Task item:
Scan the records below. Report the number of lines containing the word "framed", and nothing more.

Task inputs:
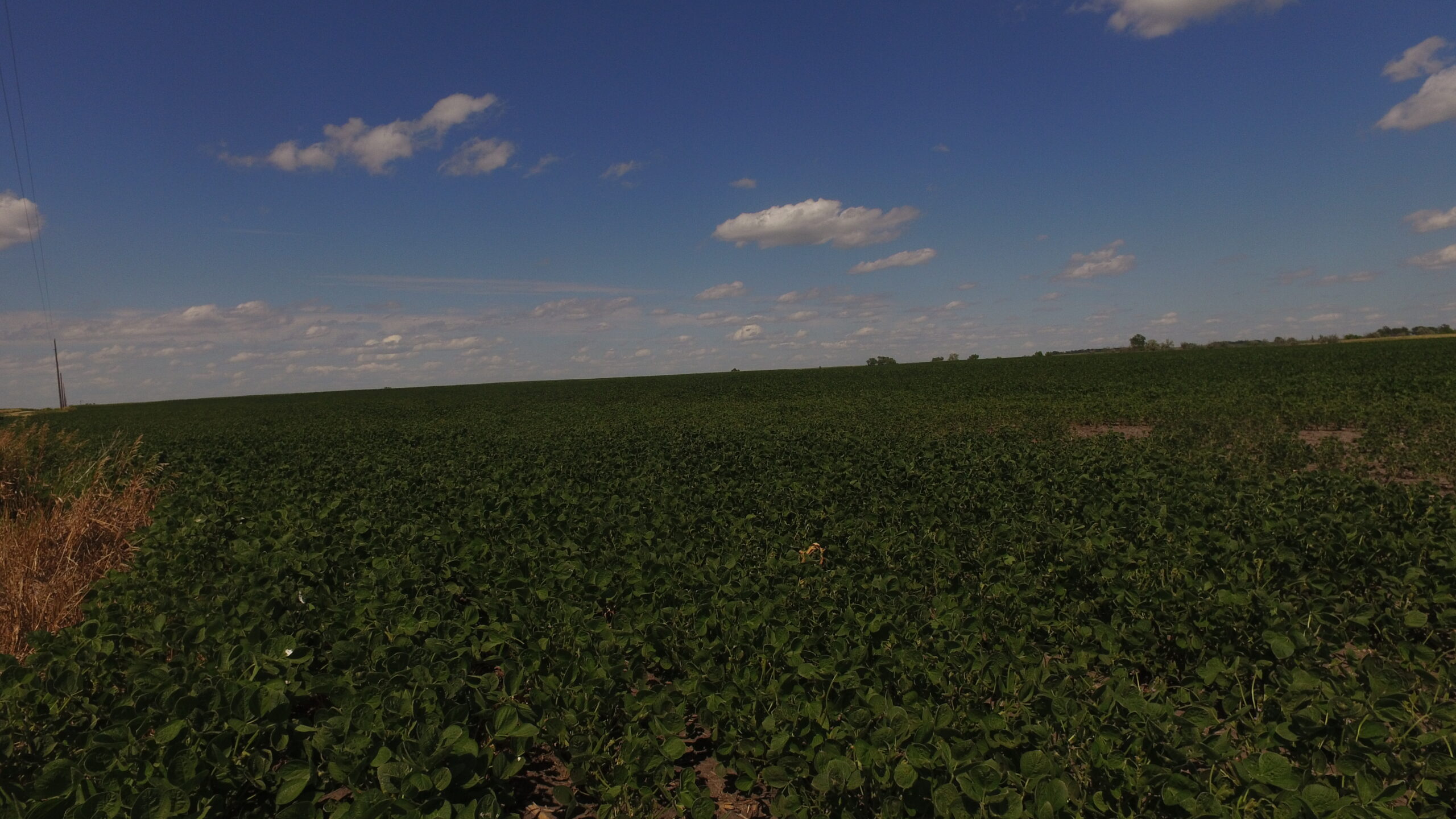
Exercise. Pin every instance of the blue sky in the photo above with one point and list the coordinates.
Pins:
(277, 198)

...

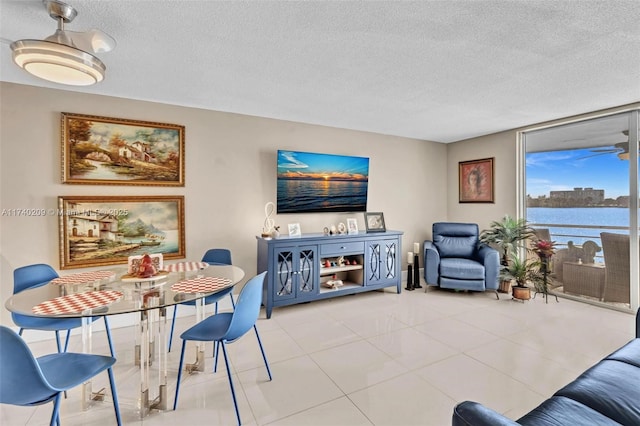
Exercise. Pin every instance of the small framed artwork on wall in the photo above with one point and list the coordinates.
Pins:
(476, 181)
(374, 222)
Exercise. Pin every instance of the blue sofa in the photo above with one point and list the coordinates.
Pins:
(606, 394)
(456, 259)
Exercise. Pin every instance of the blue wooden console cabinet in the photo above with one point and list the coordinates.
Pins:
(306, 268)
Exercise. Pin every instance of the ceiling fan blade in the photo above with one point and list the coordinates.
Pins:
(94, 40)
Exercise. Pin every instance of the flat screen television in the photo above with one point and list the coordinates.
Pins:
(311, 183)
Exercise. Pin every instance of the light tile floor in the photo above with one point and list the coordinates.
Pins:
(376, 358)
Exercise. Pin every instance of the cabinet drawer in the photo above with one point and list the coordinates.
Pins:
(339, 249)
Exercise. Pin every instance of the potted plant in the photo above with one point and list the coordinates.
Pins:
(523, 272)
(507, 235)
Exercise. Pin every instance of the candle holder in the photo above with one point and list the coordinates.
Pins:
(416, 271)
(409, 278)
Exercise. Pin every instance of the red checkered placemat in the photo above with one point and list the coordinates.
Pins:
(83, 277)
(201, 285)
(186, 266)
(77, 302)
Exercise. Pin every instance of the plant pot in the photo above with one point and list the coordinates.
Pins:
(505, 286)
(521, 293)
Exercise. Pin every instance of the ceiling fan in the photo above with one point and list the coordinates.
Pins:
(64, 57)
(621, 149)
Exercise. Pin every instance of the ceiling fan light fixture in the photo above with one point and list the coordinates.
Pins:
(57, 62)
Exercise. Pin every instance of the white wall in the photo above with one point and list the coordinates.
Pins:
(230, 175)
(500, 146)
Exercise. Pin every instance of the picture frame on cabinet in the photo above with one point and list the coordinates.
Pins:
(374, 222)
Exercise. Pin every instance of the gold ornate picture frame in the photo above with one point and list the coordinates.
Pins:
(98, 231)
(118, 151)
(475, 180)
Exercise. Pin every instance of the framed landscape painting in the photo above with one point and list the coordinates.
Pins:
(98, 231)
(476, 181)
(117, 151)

Output of the exercise:
2